Set task: Report how many lines in the entries below contain the string "short". Give only the number.

Dataset rows:
'''

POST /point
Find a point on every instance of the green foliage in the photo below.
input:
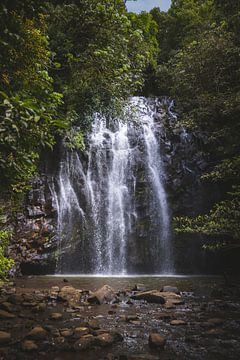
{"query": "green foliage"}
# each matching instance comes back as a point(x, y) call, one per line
point(74, 139)
point(101, 52)
point(223, 220)
point(28, 104)
point(203, 75)
point(6, 264)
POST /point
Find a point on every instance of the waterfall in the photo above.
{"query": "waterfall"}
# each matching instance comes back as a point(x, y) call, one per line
point(113, 213)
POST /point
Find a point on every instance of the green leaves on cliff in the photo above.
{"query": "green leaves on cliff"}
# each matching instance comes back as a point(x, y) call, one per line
point(28, 103)
point(102, 51)
point(200, 58)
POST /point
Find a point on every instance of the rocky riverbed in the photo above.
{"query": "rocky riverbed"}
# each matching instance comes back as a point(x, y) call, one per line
point(122, 319)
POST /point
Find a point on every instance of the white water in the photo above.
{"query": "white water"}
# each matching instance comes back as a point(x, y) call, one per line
point(98, 216)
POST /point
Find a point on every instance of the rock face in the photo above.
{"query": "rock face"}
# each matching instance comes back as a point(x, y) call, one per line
point(178, 322)
point(172, 289)
point(35, 234)
point(35, 240)
point(105, 294)
point(29, 345)
point(69, 293)
point(84, 343)
point(156, 341)
point(6, 315)
point(37, 333)
point(153, 296)
point(5, 337)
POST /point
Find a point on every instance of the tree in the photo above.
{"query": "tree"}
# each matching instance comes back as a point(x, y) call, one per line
point(28, 108)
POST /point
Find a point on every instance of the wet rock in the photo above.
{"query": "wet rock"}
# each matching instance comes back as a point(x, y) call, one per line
point(66, 332)
point(105, 339)
point(156, 340)
point(215, 332)
point(35, 212)
point(5, 337)
point(169, 305)
point(164, 317)
point(69, 293)
point(130, 318)
point(103, 295)
point(40, 307)
point(172, 289)
point(6, 315)
point(178, 322)
point(80, 331)
point(175, 299)
point(139, 287)
point(84, 343)
point(7, 306)
point(15, 299)
point(55, 316)
point(29, 345)
point(215, 321)
point(94, 324)
point(153, 296)
point(38, 333)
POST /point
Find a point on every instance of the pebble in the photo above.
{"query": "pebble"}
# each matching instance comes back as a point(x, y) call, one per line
point(5, 337)
point(29, 345)
point(156, 340)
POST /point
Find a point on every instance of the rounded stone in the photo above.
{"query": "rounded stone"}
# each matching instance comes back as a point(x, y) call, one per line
point(29, 345)
point(156, 340)
point(5, 337)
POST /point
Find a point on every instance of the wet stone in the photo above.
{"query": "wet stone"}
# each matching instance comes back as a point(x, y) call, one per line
point(153, 296)
point(178, 322)
point(215, 321)
point(55, 316)
point(80, 331)
point(172, 289)
point(66, 332)
point(84, 343)
point(105, 339)
point(105, 294)
point(94, 324)
point(29, 345)
point(38, 333)
point(5, 337)
point(6, 315)
point(156, 340)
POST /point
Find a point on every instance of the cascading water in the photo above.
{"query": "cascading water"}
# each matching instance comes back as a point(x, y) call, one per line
point(113, 215)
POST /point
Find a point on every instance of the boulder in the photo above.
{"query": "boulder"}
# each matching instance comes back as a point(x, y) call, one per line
point(103, 295)
point(5, 337)
point(7, 306)
point(80, 331)
point(178, 322)
point(29, 345)
point(156, 340)
point(153, 296)
point(69, 293)
point(93, 323)
point(215, 321)
point(55, 316)
point(84, 343)
point(172, 289)
point(66, 332)
point(6, 315)
point(139, 287)
point(38, 333)
point(105, 339)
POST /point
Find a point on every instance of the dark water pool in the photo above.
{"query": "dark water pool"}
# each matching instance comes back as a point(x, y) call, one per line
point(205, 298)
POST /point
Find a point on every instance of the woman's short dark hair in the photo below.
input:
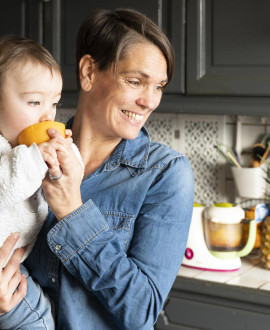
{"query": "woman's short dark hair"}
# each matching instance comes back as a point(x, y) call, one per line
point(107, 34)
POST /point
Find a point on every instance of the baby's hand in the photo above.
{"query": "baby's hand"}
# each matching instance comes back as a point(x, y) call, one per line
point(48, 153)
point(50, 148)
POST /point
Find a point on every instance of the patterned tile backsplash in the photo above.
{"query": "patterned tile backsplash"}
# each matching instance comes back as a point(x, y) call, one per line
point(196, 137)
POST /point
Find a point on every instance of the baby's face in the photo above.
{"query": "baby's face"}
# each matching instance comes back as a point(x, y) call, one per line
point(30, 95)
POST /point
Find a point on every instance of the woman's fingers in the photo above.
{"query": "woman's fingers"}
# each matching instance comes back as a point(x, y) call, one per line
point(12, 266)
point(7, 247)
point(10, 275)
point(20, 293)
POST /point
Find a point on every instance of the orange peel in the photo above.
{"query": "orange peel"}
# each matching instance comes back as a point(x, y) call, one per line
point(37, 133)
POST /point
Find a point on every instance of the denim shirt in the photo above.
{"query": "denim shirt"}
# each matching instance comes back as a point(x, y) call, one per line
point(111, 263)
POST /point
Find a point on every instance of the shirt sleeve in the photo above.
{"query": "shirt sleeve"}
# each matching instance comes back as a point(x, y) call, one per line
point(134, 285)
point(22, 170)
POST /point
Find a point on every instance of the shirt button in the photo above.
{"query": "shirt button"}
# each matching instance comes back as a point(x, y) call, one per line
point(58, 247)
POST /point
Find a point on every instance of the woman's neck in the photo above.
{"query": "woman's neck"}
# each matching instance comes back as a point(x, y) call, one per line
point(93, 147)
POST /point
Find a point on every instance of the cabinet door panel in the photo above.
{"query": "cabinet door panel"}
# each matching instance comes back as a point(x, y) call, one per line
point(67, 15)
point(228, 47)
point(22, 18)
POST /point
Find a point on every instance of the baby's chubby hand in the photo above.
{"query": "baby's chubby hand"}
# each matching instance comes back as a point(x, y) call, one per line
point(57, 143)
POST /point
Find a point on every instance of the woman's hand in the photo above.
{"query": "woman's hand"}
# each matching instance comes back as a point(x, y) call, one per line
point(10, 276)
point(63, 195)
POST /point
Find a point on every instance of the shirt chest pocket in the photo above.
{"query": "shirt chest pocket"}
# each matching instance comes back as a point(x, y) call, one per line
point(122, 224)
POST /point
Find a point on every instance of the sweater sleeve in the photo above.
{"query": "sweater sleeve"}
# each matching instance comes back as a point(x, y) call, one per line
point(22, 170)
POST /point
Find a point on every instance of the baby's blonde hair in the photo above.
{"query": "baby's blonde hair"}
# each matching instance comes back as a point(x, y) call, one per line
point(15, 50)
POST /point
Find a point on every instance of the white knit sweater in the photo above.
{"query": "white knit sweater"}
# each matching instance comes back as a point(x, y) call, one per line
point(23, 208)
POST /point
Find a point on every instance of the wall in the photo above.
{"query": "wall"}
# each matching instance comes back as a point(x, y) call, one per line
point(196, 136)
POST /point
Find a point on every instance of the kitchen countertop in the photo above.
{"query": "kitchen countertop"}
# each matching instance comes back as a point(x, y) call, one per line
point(250, 275)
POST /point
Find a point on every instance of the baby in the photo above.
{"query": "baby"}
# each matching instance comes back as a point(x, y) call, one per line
point(30, 89)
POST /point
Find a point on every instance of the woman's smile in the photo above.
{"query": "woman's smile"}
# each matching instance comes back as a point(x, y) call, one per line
point(133, 116)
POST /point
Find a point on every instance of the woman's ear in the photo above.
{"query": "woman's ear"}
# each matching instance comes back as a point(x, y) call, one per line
point(86, 69)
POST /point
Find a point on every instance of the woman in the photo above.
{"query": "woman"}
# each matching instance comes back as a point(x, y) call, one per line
point(112, 245)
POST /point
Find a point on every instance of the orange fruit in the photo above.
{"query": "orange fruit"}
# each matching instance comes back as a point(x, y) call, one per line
point(38, 132)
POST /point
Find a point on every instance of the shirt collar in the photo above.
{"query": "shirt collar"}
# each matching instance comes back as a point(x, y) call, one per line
point(133, 153)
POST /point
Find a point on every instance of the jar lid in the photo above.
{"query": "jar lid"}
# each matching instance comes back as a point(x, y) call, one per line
point(229, 214)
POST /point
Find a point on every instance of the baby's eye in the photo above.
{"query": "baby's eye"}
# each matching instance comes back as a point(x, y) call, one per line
point(34, 103)
point(134, 83)
point(160, 88)
point(56, 105)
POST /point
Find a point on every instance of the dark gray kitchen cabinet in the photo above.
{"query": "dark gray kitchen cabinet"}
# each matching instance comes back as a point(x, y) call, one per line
point(228, 47)
point(167, 14)
point(202, 305)
point(22, 18)
point(222, 47)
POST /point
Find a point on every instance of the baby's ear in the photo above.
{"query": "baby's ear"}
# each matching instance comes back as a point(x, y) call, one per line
point(86, 67)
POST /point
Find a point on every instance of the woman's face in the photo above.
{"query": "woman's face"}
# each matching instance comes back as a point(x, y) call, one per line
point(120, 102)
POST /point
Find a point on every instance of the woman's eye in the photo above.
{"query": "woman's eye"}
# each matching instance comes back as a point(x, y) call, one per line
point(160, 88)
point(134, 82)
point(34, 103)
point(56, 105)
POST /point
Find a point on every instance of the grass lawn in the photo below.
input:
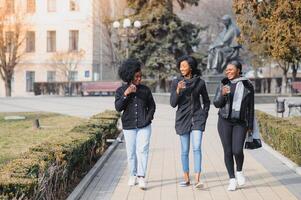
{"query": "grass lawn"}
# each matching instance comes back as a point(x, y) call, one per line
point(296, 120)
point(17, 136)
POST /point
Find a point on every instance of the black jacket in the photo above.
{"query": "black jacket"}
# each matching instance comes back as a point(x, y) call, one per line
point(138, 108)
point(224, 103)
point(190, 113)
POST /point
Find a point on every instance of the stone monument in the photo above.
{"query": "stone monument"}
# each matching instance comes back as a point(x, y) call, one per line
point(224, 48)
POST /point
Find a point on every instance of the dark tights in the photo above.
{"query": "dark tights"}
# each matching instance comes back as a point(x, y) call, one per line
point(232, 136)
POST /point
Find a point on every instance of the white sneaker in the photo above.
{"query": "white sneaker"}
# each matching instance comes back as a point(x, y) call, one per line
point(141, 182)
point(241, 180)
point(232, 184)
point(132, 181)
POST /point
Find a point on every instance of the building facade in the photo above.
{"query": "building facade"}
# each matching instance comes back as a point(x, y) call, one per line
point(51, 26)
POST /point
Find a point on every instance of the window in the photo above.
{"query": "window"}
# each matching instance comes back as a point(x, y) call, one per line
point(10, 6)
point(73, 40)
point(73, 75)
point(9, 43)
point(31, 6)
point(50, 76)
point(51, 5)
point(51, 41)
point(74, 5)
point(30, 41)
point(30, 78)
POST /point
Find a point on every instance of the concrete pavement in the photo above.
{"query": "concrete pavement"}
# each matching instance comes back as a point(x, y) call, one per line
point(267, 177)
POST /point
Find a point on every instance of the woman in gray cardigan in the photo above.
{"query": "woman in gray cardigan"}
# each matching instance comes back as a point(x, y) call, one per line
point(191, 116)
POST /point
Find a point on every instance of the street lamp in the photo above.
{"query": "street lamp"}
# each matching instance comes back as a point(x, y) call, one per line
point(127, 31)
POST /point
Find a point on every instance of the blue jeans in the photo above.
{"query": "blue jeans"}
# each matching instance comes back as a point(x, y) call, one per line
point(196, 138)
point(137, 148)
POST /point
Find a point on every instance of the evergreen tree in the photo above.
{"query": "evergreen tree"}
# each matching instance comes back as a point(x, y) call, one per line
point(162, 38)
point(273, 29)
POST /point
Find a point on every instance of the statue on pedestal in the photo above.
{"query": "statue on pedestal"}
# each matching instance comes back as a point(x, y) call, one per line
point(224, 48)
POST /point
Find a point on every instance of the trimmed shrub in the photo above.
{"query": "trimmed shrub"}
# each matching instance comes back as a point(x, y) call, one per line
point(284, 135)
point(47, 170)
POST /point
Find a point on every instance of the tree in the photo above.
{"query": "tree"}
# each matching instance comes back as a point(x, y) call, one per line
point(11, 40)
point(163, 37)
point(276, 24)
point(66, 63)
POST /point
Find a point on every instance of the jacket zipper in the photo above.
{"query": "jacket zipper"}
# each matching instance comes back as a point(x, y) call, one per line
point(191, 98)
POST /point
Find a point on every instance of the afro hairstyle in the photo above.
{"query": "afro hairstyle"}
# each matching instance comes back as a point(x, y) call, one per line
point(128, 69)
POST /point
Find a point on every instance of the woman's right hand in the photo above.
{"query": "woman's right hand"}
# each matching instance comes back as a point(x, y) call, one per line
point(225, 90)
point(131, 89)
point(181, 85)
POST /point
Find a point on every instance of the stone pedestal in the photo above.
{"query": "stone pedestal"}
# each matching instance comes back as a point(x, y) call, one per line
point(212, 82)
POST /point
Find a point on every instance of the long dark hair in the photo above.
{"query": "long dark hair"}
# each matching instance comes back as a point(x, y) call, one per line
point(128, 69)
point(192, 62)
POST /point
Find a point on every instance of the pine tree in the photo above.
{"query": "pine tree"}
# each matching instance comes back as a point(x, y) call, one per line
point(273, 29)
point(162, 38)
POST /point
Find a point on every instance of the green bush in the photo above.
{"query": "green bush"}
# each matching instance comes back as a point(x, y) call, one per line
point(46, 170)
point(284, 135)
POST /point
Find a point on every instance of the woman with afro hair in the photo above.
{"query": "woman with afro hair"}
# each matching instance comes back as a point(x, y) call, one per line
point(138, 106)
point(191, 115)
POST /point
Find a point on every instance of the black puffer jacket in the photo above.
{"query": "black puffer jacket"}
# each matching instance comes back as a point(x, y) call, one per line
point(224, 103)
point(190, 114)
point(138, 108)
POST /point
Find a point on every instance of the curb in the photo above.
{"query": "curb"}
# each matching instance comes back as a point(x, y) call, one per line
point(290, 164)
point(82, 186)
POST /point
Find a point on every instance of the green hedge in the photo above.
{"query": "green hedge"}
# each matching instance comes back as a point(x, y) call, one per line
point(47, 170)
point(284, 135)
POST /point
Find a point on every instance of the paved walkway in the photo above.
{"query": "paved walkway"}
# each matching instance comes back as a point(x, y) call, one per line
point(267, 177)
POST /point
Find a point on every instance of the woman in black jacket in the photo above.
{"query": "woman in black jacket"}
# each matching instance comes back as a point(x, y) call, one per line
point(235, 99)
point(138, 106)
point(190, 116)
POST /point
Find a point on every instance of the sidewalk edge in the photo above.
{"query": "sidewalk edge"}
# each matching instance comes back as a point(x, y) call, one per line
point(290, 164)
point(82, 186)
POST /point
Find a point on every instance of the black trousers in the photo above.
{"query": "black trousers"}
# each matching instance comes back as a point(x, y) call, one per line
point(232, 135)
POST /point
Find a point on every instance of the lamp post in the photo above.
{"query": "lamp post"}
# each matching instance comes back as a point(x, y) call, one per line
point(127, 31)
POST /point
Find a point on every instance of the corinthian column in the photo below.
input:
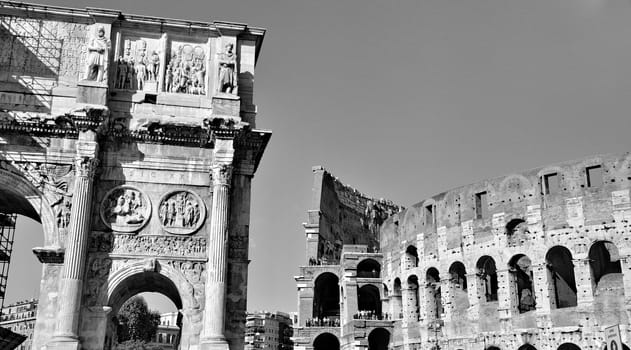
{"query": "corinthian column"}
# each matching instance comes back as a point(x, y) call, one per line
point(212, 336)
point(69, 302)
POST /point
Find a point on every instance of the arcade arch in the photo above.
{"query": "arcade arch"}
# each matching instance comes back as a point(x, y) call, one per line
point(326, 299)
point(434, 304)
point(604, 259)
point(326, 341)
point(368, 299)
point(368, 268)
point(378, 339)
point(561, 277)
point(487, 272)
point(411, 257)
point(521, 285)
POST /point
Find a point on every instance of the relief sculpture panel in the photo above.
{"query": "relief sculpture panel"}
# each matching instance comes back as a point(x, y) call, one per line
point(125, 209)
point(181, 212)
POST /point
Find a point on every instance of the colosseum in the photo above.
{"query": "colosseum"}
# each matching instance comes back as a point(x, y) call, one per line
point(534, 260)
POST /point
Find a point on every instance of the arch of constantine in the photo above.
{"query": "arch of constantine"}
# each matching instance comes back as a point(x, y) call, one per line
point(133, 141)
point(534, 260)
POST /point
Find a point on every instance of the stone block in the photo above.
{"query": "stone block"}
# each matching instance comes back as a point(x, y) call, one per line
point(91, 92)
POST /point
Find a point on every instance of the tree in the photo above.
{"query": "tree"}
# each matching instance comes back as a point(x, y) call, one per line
point(136, 322)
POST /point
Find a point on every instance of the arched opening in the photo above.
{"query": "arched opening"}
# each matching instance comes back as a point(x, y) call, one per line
point(487, 272)
point(604, 259)
point(569, 346)
point(458, 275)
point(28, 220)
point(516, 226)
point(412, 298)
point(521, 283)
point(527, 347)
point(458, 289)
point(561, 273)
point(368, 268)
point(378, 339)
point(411, 257)
point(326, 299)
point(397, 306)
point(434, 303)
point(368, 301)
point(326, 341)
point(134, 287)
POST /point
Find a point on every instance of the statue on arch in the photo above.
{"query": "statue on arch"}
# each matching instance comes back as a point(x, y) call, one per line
point(98, 49)
point(228, 70)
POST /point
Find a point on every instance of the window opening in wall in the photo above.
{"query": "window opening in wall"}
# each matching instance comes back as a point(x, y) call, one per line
point(520, 268)
point(481, 205)
point(604, 260)
point(411, 257)
point(434, 306)
point(561, 270)
point(550, 183)
point(429, 215)
point(594, 176)
point(487, 272)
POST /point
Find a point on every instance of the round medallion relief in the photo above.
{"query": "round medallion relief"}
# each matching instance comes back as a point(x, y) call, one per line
point(181, 212)
point(125, 209)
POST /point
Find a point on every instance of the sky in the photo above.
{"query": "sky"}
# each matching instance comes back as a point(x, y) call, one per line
point(405, 99)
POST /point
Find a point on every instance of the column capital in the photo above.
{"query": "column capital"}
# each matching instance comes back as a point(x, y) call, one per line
point(221, 174)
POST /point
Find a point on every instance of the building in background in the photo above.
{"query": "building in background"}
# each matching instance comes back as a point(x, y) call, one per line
point(533, 260)
point(20, 318)
point(168, 333)
point(268, 330)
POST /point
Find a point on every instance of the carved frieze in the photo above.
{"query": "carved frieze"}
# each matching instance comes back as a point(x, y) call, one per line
point(124, 244)
point(125, 209)
point(186, 70)
point(181, 212)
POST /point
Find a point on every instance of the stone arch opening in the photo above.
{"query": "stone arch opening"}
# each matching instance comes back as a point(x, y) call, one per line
point(487, 272)
point(516, 226)
point(411, 257)
point(368, 268)
point(326, 299)
point(326, 341)
point(397, 305)
point(561, 276)
point(412, 298)
point(527, 347)
point(458, 288)
point(378, 339)
point(434, 302)
point(368, 300)
point(569, 346)
point(458, 275)
point(604, 260)
point(521, 283)
point(148, 280)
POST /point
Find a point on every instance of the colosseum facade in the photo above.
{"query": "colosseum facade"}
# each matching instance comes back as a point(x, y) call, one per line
point(534, 260)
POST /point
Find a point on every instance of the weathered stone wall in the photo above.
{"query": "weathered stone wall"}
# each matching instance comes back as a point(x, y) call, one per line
point(526, 213)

'''

Task solution: 2